→ **Problem details**:
Return the records that follow unaltered. Omit every picture.

(Rows from a pointing dataset)
+===+
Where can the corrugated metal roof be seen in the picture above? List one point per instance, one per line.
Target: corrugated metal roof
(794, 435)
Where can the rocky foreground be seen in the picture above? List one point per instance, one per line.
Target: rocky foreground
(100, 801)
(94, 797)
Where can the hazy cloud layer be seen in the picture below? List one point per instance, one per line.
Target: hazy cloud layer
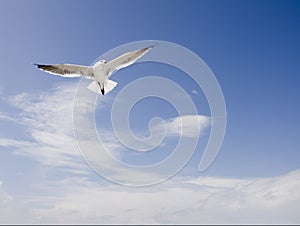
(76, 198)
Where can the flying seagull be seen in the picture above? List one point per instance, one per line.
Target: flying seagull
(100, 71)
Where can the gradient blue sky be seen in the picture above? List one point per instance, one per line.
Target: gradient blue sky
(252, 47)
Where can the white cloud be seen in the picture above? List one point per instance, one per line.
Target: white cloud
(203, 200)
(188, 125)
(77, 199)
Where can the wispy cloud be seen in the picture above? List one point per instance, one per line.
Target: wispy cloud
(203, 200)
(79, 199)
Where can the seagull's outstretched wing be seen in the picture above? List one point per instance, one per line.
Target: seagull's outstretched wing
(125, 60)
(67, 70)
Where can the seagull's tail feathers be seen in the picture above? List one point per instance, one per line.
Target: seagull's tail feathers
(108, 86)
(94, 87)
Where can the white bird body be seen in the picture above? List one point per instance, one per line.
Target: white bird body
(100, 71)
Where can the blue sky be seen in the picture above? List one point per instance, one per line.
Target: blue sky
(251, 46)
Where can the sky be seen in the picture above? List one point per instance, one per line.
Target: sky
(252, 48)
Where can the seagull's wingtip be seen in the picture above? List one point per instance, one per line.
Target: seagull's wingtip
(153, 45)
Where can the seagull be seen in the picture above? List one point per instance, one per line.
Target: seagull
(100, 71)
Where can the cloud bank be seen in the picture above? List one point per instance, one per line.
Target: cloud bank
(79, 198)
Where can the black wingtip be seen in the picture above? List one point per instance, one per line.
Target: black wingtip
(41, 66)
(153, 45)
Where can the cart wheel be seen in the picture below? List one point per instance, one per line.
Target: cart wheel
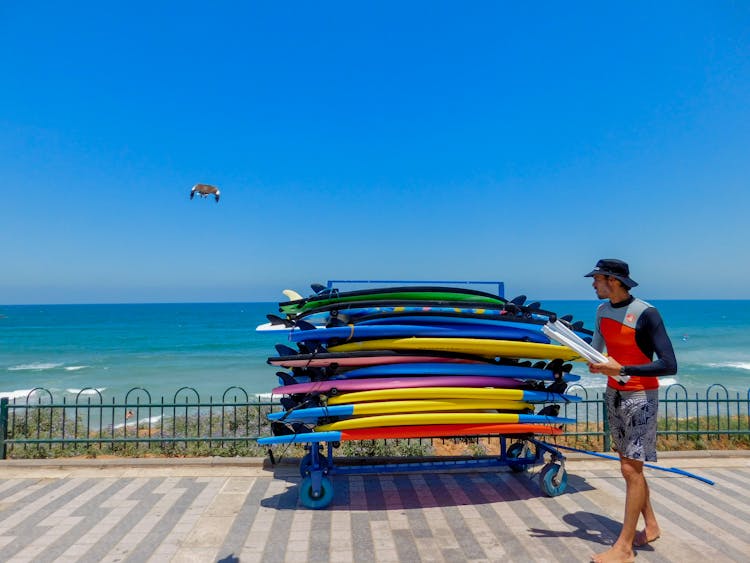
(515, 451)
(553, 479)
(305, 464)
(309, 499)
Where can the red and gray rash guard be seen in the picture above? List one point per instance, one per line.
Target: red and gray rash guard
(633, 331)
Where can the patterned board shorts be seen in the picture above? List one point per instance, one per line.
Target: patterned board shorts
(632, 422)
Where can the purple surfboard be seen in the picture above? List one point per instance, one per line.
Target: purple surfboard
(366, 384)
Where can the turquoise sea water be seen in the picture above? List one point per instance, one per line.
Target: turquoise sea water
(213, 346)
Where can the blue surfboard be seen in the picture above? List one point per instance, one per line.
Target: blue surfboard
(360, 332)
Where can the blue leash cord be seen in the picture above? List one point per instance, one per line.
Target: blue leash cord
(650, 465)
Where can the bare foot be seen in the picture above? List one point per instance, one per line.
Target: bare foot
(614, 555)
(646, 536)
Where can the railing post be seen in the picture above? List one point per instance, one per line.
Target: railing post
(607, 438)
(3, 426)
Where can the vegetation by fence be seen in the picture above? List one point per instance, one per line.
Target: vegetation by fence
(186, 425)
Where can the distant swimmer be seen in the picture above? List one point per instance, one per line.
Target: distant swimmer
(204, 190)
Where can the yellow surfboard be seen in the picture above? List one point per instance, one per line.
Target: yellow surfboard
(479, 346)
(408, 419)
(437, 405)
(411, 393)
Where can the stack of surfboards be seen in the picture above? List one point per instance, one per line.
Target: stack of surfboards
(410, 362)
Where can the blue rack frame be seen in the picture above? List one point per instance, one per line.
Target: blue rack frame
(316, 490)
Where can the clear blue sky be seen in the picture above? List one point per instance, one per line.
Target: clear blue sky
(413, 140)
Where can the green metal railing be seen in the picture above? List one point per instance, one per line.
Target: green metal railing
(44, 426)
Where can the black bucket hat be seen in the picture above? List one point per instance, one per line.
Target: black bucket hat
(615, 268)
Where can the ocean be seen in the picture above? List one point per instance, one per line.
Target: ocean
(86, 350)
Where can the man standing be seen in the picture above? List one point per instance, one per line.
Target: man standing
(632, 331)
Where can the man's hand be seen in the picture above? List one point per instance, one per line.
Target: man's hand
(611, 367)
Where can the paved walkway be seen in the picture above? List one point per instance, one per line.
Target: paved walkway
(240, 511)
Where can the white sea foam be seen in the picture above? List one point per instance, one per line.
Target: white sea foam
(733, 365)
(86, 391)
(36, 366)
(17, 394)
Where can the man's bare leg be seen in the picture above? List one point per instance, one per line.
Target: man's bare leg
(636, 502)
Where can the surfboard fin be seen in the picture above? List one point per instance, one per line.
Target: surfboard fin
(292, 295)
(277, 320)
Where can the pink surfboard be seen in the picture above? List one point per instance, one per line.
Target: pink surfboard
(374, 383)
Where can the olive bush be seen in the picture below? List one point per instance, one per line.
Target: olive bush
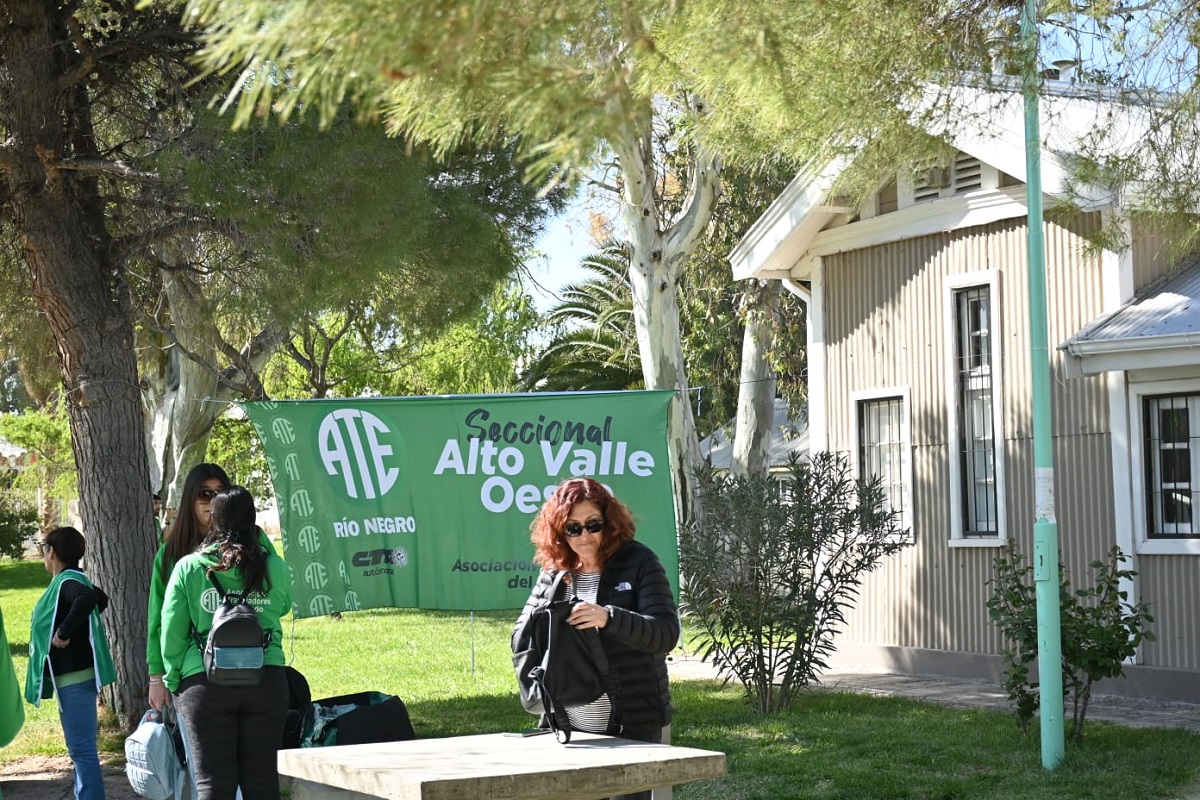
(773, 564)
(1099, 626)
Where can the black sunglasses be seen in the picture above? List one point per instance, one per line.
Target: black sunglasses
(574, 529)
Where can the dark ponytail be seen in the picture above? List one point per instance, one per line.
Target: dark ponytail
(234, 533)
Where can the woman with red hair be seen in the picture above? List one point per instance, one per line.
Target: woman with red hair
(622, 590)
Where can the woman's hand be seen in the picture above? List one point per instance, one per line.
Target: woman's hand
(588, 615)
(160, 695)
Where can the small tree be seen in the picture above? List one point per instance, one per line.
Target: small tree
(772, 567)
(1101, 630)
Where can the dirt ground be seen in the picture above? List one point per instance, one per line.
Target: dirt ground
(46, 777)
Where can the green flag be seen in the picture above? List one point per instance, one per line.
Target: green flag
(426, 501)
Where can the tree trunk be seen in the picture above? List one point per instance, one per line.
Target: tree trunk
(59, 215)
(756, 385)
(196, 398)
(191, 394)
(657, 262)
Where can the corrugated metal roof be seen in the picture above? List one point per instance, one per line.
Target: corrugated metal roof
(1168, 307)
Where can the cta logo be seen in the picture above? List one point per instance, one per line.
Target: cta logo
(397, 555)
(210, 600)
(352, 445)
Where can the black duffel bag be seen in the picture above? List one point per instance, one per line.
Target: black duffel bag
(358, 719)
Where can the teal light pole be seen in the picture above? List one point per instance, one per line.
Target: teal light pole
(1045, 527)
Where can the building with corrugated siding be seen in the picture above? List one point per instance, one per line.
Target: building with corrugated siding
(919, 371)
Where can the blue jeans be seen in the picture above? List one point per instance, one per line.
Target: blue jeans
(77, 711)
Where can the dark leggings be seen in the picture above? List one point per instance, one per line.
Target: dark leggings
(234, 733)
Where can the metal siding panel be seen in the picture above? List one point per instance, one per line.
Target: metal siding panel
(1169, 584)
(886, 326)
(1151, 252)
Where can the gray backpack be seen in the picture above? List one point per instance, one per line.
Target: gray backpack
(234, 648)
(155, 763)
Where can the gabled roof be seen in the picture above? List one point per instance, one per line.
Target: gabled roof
+===+
→ **Result below**:
Where can the corrugated metal roof be seen in the picture above? List one point per instance, one per line.
Target: corrugated metal roof
(794, 435)
Where can the rocky foreground be seen in the picture above? List one point per instance, one per line.
Target: rocky foreground
(100, 801)
(94, 797)
Where can the hazy cloud layer be seen in the picture below? List one point per instance, one per line.
Target: hazy cloud layer
(76, 198)
Where can the flying seagull be seen in the picture above? List one point per instance, one per line.
Target: flying seagull
(100, 71)
Where can the gradient blue sky be seen in the picture above? List one point per instance, one per line.
Target: gradient blue sky
(252, 47)
Where can the white cloud be seen in the picture above? List one point per instance, one per line.
Target: white cloud
(203, 200)
(188, 125)
(77, 199)
Where can the wispy cloud be seen in the picture above? List one point per instance, one per line.
Target: wispy cloud
(203, 200)
(79, 199)
Where can the seagull's outstretched wing be seen in the picture above? List one point per instance, one per line.
Target: seagull's outstretched wing
(125, 60)
(67, 70)
Where can the seagull's tail feathers be seen in the picture above? List one point per instance, one per line.
Target: seagull's tail feathers
(108, 86)
(94, 87)
Where can the white bird body be seen in the picture above? List one point per instance, one per line.
Target: white bird body
(100, 71)
Where can the blue sky be seen in the picture above? List one point per instance, one per line.
Target: blue sky
(251, 46)
Where can the sky be seen in the picture above? List one point per instance, one per line.
Target: sky
(252, 48)
Where can the seagull's wingtip be seen in the picture above? List one point per instance, one per line.
Target: seagull's wingtip
(153, 45)
Where can the seagull be seen in the picture above? List one point per instance, one per line.
Target: seagull
(100, 71)
Where can the cloud bank be seen in the picture above? List one point per instance, one per line.
Target: cloud bank
(79, 198)
Where can the black wingtip be seen in the picture above? List one point per instance, one per line.
Target: black wingtip
(41, 66)
(153, 45)
Where can the cart wheel be seen in the picture below? List one point per instance, one per line.
Target: cart wheel
(515, 451)
(553, 479)
(305, 464)
(309, 499)
Where can the red and gray rash guard be seen in the picture above? List one point per instance, one per line.
Target: red and gray rash guard
(633, 331)
Where can the patterned board shorts be seen in the picture above? List one point per instance, one per line.
Target: patterned board shorts
(632, 422)
Where can the purple surfboard be seen in the picture above? List one point per instance, one per line.
Target: purple surfboard
(366, 384)
Where can the turquoise sea water be seen in the picture above? List one point per instance, one per line.
Target: turquoise sea water
(213, 346)
Where can the blue surfboard be seen in the picture above? List one point per instance, one per line.
Target: blue surfboard
(360, 332)
Where can the blue leash cord be seen in the picture above? List one point per instance, one per line.
Target: blue leash cord
(650, 465)
Where can the bare foot be seen in the picture above? List one point per instance, one per line.
Target: bare foot
(614, 555)
(646, 536)
Where can the railing post be seen in the picture above? List one point per instance, one per line.
Target: railing post
(607, 438)
(3, 426)
Where can the vegetation by fence be seen in the picture above? List one point per instance, one per line.
Target: vegetation by fence
(186, 425)
Where can the distant swimmer be seen in the picture above? List one point per instance, one per line.
Target: distant swimmer
(204, 190)
Where can the yellow surfboard be seen in the picture above? List one point per instance, one per line.
Target: yellow surfboard
(479, 346)
(408, 419)
(437, 405)
(411, 393)
Where can the stack of surfboards be seen in the picture above? List one point per instance, one per line.
Target: stack of surfboards
(410, 362)
Where can the blue rack frame be seen in the picture above? List one point per instance, one per line.
Target: blue rack frame
(316, 490)
Where can the clear blue sky be seen in the picture above? List one point per instance, one per line.
Target: clear blue sky
(413, 140)
Where can the green metal railing be seen in the picture above? List one point per instance, one per line.
Target: green metal railing
(44, 426)
Where can the black bucket hat be seen in the picture above? List one point per instance, one per line.
Target: black bucket hat
(615, 268)
Where can the ocean be seen in the picture above? List one point per instance, one per line.
Target: ocean
(86, 350)
Where can the man standing be seen in the picture above? List one point per instance, one per line.
Target: man standing
(632, 331)
Where can the man's hand be seen in the picture above? List one point per instance, one per line.
Target: man's hand
(611, 367)
Where can the paved walkway be seen in the picture above? List one point per instance, one per line.
Target: paved walkway
(240, 511)
Where can the white sea foam be seen in the picture above? List one point per instance, one per line.
Target: white sea foam
(733, 365)
(86, 391)
(36, 366)
(17, 394)
Where can the man's bare leg be seen in the picture above? List one point per instance, one per line.
Target: man's bare leg
(636, 502)
Where can the surfboard fin be seen in the picture above? List one point per instance, one per line.
Target: surfboard fin
(292, 295)
(277, 320)
Where can the pink surfboard be seen in the picture above? List one point per instance, one per line.
Target: pink surfboard
(374, 383)
Where can the olive bush be seen in the picture below? List one point per instance, one per line.
Target: olive bush
(773, 564)
(1099, 626)
Where can the black sunglasses be seen in the picture above? List one point per instance, one per line.
Target: black sunglasses
(574, 529)
Where can the dark ponytail be seen in the picture above? List one point per instance, one per line.
Target: dark ponytail
(234, 533)
Where can the woman with red hair be seen in the picture above? List one point per instance, one per line.
Target: woman with red hair
(622, 590)
Where can the woman's hand be seen in the picture above? List one point per instance, one per line.
Target: woman's hand
(588, 615)
(160, 695)
Where can the small tree be seen in the picture above? List one point per instance, one per line.
Target: small tree
(772, 567)
(1101, 630)
Where can the dirt ground be seen in the picture above? List one point per instance, one per line.
Target: dirt ground
(46, 777)
Where can the green flag be seen in the picture above? List one point per instance, one per line.
Target: green flag
(426, 501)
Where can the tree trunk be seen in the picture above? List one point per instance, one per line.
Target: tree trunk
(59, 215)
(756, 385)
(196, 398)
(191, 394)
(657, 262)
Where can the corrugated metal roof be seen in the picture above? List one point per instance, one per line.
Target: corrugated metal roof
(1168, 307)
Where can the cta logo be seen in the picture above? List one point per instance, one per line.
Target: cta logo
(397, 555)
(210, 600)
(352, 445)
Where can the black duffel bag be seen in the picture above? List one point per instance, one per line.
Target: black duffel bag
(358, 719)
Where can the teal light pole be seen in the picture above? List one point per instance, one per line.
Target: teal light pole
(1045, 527)
Where can the building with corrugated siding be seen in the picture above? List one point per instance, one per line.
Target: building with corrugated siding
(919, 371)
Where can the blue jeans be seen in the picture above? List one point per instance, one per line.
Target: blue jeans
(77, 711)
Where can the dark leggings be seen in the picture above? List one point per instance, one per line.
Target: dark leggings
(234, 733)
Where can the metal siding panel be seen in the picture above? List one point per instance, one per line.
Target: metal siding panel
(1169, 584)
(886, 326)
(1151, 252)
Where can the gray backpack be seen in the picture above? List one point per instance, one per line.
Target: gray backpack
(234, 648)
(155, 763)
Where can the gabled roof be seen in the picture above? List one point per instance, one per line.
Target: gabled roof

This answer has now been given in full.